Image point grounding data
§
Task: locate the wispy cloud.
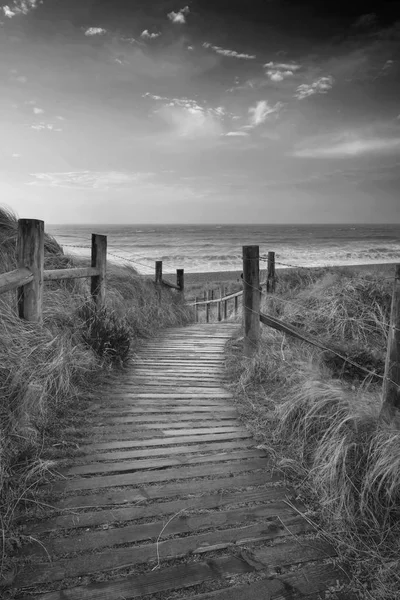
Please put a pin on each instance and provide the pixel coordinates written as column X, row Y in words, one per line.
column 320, row 86
column 348, row 145
column 260, row 112
column 237, row 134
column 96, row 180
column 95, row 31
column 179, row 17
column 280, row 71
column 20, row 7
column 45, row 126
column 149, row 36
column 231, row 53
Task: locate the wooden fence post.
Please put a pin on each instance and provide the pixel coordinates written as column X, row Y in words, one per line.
column 159, row 279
column 99, row 261
column 391, row 383
column 180, row 280
column 271, row 281
column 30, row 254
column 251, row 299
column 220, row 305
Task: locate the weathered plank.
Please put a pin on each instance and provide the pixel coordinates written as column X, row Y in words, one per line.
column 168, row 441
column 309, row 583
column 183, row 576
column 136, row 479
column 117, row 536
column 167, row 451
column 183, row 489
column 272, row 498
column 117, row 558
column 129, row 466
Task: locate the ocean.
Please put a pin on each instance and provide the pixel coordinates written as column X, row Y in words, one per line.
column 214, row 248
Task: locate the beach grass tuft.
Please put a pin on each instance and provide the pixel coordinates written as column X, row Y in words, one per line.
column 318, row 416
column 49, row 373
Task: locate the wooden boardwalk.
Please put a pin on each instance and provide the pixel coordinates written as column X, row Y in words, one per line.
column 171, row 498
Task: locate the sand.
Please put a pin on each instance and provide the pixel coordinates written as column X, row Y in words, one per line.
column 230, row 276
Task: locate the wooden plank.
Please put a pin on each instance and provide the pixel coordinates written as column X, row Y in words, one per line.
column 137, row 586
column 191, row 393
column 128, row 556
column 166, row 451
column 157, row 405
column 165, row 417
column 100, row 518
column 309, row 583
column 165, row 442
column 148, row 433
column 184, row 409
column 84, row 540
column 127, row 479
column 175, row 425
column 76, row 273
column 129, row 466
column 136, row 496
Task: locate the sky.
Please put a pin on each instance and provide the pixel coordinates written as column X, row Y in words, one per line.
column 204, row 111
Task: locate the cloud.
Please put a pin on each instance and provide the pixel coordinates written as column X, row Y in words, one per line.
column 350, row 144
column 320, row 86
column 179, row 17
column 237, row 134
column 95, row 31
column 20, row 7
column 42, row 125
column 260, row 112
column 231, row 53
column 84, row 180
column 280, row 71
column 149, row 36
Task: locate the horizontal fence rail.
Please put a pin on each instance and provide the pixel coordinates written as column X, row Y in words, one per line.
column 29, row 277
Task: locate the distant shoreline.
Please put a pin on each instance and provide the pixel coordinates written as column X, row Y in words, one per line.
column 212, row 276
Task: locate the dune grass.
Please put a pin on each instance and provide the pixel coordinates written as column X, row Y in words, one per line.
column 50, row 372
column 319, row 420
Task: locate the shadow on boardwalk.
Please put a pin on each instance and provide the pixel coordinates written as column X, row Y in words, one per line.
column 171, row 498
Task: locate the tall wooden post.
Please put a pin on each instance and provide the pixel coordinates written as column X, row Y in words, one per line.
column 220, row 305
column 30, row 254
column 271, row 281
column 251, row 299
column 391, row 383
column 180, row 280
column 99, row 261
column 159, row 279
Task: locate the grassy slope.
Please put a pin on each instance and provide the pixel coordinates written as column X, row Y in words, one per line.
column 49, row 373
column 319, row 419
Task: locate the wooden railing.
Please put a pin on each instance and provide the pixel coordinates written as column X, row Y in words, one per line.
column 30, row 275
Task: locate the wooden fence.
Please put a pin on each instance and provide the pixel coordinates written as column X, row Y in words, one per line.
column 29, row 276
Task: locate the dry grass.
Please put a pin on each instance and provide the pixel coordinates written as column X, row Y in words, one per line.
column 48, row 372
column 320, row 421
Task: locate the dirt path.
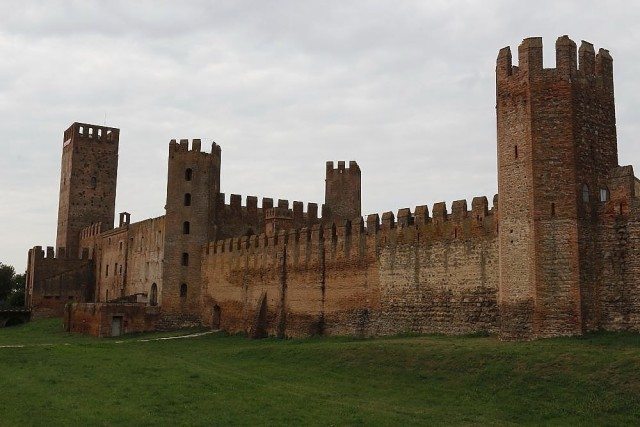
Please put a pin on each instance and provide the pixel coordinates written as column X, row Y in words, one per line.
column 173, row 337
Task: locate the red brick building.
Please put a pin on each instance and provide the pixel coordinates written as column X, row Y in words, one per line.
column 556, row 254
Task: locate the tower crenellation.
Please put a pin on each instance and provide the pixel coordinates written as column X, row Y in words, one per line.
column 88, row 178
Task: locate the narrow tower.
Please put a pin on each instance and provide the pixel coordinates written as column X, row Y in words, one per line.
column 556, row 146
column 87, row 182
column 193, row 186
column 342, row 191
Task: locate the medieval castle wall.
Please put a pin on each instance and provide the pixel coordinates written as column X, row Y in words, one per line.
column 435, row 275
column 558, row 253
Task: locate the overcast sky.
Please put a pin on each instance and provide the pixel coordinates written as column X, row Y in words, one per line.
column 405, row 88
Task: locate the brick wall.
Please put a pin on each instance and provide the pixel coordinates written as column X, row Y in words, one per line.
column 436, row 276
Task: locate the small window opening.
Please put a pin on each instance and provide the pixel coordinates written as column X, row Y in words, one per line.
column 153, row 297
column 585, row 193
column 604, row 195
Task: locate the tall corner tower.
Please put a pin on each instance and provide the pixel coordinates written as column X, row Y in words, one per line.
column 342, row 197
column 556, row 145
column 193, row 186
column 87, row 181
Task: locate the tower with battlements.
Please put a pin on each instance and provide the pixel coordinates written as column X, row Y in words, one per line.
column 193, row 185
column 556, row 148
column 87, row 182
column 342, row 198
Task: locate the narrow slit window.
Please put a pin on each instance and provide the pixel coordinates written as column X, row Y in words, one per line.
column 585, row 193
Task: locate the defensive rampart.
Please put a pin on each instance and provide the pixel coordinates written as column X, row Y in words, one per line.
column 420, row 274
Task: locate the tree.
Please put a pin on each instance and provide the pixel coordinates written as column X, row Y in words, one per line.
column 12, row 286
column 6, row 280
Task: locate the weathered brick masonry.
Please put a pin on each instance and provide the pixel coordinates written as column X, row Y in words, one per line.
column 558, row 253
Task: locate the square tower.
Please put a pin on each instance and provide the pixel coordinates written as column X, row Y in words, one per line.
column 556, row 148
column 87, row 182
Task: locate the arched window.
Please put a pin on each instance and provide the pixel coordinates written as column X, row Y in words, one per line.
column 153, row 297
column 604, row 195
column 585, row 193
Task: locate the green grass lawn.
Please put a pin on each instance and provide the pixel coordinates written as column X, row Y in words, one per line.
column 215, row 379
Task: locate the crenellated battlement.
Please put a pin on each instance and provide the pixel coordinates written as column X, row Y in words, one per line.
column 376, row 232
column 570, row 61
column 352, row 169
column 193, row 146
column 92, row 230
column 87, row 131
column 50, row 254
column 255, row 213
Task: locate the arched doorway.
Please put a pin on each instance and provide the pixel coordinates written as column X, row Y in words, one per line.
column 215, row 317
column 153, row 295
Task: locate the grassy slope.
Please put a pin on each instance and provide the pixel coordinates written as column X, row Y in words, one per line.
column 401, row 380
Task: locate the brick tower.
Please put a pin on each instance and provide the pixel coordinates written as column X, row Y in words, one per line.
column 193, row 186
column 556, row 146
column 342, row 191
column 87, row 182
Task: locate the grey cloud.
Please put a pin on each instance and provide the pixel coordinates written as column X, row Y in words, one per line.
column 405, row 88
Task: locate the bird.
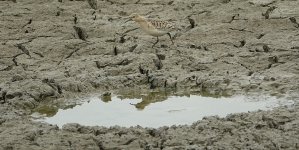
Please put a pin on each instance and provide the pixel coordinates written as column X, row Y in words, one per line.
column 154, row 28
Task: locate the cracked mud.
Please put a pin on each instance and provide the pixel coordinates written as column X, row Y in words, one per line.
column 58, row 50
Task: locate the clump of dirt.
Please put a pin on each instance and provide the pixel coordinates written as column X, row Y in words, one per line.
column 55, row 49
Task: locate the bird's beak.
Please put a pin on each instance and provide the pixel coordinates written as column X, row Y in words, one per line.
column 127, row 20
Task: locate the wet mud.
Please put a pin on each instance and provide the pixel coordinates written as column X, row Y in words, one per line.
column 56, row 51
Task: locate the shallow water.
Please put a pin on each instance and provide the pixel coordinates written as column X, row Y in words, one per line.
column 155, row 110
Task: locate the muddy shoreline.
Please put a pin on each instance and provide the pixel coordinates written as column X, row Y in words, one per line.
column 233, row 47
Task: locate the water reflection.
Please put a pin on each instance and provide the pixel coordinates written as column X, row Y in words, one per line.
column 152, row 109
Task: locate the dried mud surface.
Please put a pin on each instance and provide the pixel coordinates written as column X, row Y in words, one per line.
column 52, row 50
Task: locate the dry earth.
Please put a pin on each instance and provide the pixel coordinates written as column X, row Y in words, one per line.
column 53, row 50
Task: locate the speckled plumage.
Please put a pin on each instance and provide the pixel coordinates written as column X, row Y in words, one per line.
column 153, row 27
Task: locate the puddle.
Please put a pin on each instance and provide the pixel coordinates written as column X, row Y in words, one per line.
column 154, row 110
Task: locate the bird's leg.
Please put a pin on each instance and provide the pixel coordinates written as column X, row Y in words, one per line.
column 156, row 42
column 170, row 37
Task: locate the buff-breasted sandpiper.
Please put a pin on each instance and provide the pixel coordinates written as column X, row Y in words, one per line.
column 154, row 28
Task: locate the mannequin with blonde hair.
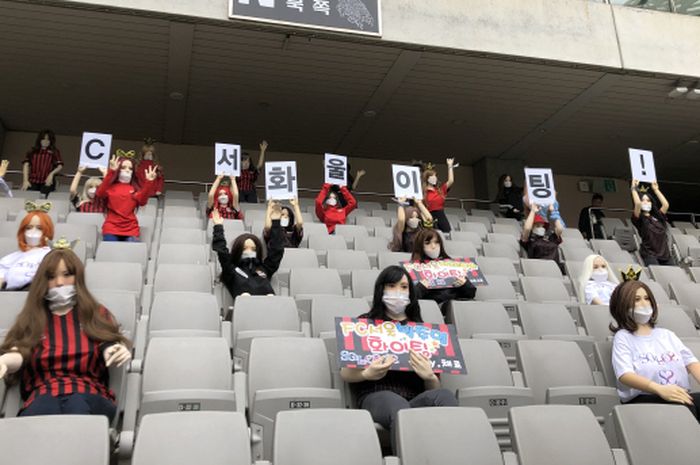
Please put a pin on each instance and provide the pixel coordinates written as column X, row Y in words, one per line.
column 597, row 281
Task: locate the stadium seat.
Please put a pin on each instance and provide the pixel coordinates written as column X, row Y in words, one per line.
column 455, row 436
column 558, row 434
column 558, row 373
column 489, row 384
column 283, row 374
column 485, row 320
column 64, row 440
column 657, row 433
column 262, row 316
column 214, row 438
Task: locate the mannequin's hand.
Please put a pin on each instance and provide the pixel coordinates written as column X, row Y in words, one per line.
column 117, row 354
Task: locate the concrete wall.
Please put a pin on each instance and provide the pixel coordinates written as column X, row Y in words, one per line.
column 574, row 31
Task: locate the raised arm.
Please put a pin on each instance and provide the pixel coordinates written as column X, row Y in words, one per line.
column 358, row 175
column 664, row 203
column 76, row 181
column 261, row 160
column 635, row 198
column 450, row 172
column 212, row 191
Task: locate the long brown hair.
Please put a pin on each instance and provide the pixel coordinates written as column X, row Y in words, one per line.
column 30, row 324
column 622, row 301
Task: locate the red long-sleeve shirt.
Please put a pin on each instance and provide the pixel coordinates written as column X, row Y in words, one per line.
column 141, row 176
column 122, row 202
column 332, row 216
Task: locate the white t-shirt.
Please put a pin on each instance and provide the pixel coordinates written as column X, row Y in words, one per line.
column 600, row 290
column 18, row 268
column 660, row 357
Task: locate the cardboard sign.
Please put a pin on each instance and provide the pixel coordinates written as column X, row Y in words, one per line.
column 407, row 182
column 336, row 169
column 540, row 186
column 281, row 180
column 360, row 341
column 227, row 159
column 642, row 163
column 95, row 150
column 441, row 274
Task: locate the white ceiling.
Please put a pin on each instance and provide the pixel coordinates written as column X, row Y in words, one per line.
column 75, row 70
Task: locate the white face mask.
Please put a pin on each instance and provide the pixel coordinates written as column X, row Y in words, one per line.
column 600, row 275
column 396, row 302
column 61, row 297
column 642, row 315
column 33, row 237
column 124, row 177
column 432, row 253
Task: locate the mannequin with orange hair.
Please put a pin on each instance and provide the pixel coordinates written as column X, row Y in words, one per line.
column 18, row 268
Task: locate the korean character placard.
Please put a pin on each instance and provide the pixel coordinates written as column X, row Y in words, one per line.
column 336, row 168
column 227, row 159
column 281, row 180
column 540, row 186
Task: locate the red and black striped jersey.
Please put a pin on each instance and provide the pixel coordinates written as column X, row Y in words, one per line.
column 41, row 163
column 66, row 361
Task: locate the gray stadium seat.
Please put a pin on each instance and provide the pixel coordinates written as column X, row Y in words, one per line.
column 286, row 373
column 456, row 435
column 657, row 433
column 63, row 440
column 320, row 445
column 558, row 434
column 214, row 438
column 558, row 373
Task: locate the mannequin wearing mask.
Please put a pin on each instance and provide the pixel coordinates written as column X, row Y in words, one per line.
column 18, row 268
column 376, row 388
column 148, row 160
column 651, row 223
column 244, row 269
column 87, row 202
column 62, row 344
column 291, row 222
column 436, row 193
column 329, row 209
column 224, row 199
column 539, row 239
column 411, row 220
column 597, row 281
column 41, row 164
column 121, row 196
column 429, row 246
column 664, row 378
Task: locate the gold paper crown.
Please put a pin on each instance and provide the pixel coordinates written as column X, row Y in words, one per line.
column 30, row 206
column 122, row 154
column 630, row 274
column 62, row 244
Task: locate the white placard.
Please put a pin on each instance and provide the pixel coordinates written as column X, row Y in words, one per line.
column 642, row 163
column 336, row 167
column 540, row 186
column 227, row 159
column 281, row 180
column 407, row 182
column 95, row 150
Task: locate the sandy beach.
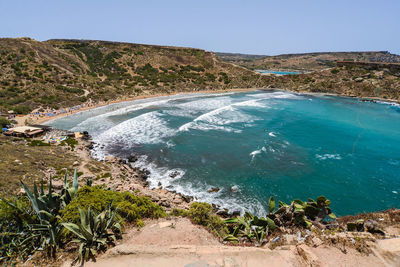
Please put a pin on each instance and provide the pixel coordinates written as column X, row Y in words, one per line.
column 34, row 119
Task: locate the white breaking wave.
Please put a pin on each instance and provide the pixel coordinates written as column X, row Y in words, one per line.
column 102, row 122
column 256, row 152
column 275, row 95
column 328, row 156
column 222, row 116
column 148, row 128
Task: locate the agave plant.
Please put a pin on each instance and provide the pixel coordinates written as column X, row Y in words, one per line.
column 250, row 227
column 68, row 193
column 94, row 232
column 16, row 238
column 301, row 213
column 47, row 207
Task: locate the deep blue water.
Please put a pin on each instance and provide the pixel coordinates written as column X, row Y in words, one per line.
column 266, row 143
column 277, row 72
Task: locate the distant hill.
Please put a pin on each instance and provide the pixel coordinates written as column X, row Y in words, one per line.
column 59, row 73
column 306, row 61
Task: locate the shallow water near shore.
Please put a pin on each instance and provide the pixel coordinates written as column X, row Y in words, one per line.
column 264, row 142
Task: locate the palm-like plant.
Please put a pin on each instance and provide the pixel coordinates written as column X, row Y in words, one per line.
column 249, row 226
column 47, row 207
column 94, row 232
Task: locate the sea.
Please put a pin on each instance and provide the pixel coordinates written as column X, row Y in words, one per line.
column 253, row 145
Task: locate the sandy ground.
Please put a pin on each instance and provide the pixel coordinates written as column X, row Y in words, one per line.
column 21, row 120
column 177, row 242
column 40, row 120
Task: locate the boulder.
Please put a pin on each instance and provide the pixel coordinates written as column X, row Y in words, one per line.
column 132, row 158
column 111, row 159
column 174, row 174
column 213, row 190
column 234, row 189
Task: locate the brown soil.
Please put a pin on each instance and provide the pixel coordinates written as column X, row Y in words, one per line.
column 177, row 242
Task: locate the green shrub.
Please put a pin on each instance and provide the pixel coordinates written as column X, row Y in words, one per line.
column 71, row 142
column 335, row 71
column 130, row 207
column 179, row 212
column 16, row 238
column 22, row 109
column 201, row 213
column 38, row 143
column 4, row 122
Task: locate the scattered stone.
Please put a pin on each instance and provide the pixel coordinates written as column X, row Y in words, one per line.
column 132, row 158
column 236, row 213
column 213, row 190
column 57, row 184
column 317, row 242
column 234, row 189
column 174, row 174
column 223, row 213
column 187, row 199
column 308, row 256
column 111, row 159
column 165, row 224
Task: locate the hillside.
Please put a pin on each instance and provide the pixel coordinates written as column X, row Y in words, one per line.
column 306, row 61
column 60, row 73
column 348, row 81
column 64, row 73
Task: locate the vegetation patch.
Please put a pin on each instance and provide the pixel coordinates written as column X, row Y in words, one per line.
column 130, row 207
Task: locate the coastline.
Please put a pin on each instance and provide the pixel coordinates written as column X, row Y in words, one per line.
column 42, row 120
column 144, row 167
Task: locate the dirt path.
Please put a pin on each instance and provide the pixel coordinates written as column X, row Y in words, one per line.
column 177, row 242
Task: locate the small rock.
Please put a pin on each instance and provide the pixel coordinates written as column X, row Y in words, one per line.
column 234, row 189
column 165, row 224
column 132, row 158
column 110, row 159
column 317, row 242
column 213, row 190
column 371, row 226
column 308, row 256
column 174, row 174
column 236, row 213
column 223, row 213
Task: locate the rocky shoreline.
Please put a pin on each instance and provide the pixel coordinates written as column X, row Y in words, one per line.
column 124, row 177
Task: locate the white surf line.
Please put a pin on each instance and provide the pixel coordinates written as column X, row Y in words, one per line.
column 134, row 106
column 205, row 116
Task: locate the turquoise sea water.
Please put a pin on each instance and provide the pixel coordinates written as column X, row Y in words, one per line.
column 265, row 143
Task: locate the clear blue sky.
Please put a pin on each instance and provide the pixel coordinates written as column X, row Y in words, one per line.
column 245, row 26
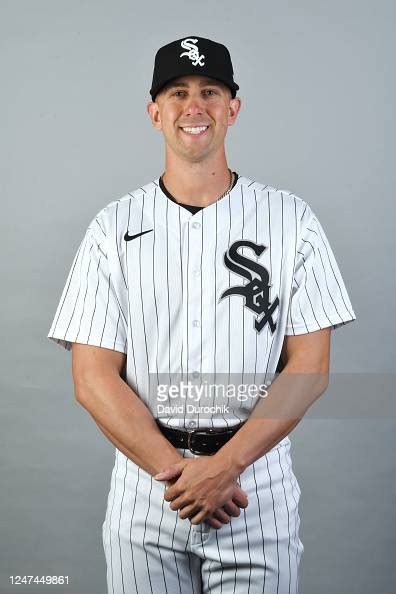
§
Requirement :: Of all the entries above, output exactly the lines between the one holding "Task: locate the red and" and the one holding "Task: locate the mannequin wearing mask.", inclusive.

Solution to the exercise ::
Task: locate the red and black striped jersey.
Please put a pin on each instance and provide the pixel coordinates written as column X, row Y in words, one per line.
column 41, row 163
column 66, row 361
Task: locate the gray stadium seat.
Please put a pin on each instance and provide the pixel coordinates written as column X, row Y in words, one per line.
column 286, row 373
column 456, row 435
column 657, row 433
column 63, row 440
column 320, row 445
column 558, row 434
column 214, row 438
column 558, row 373
Task: locate the mannequin wearing mask.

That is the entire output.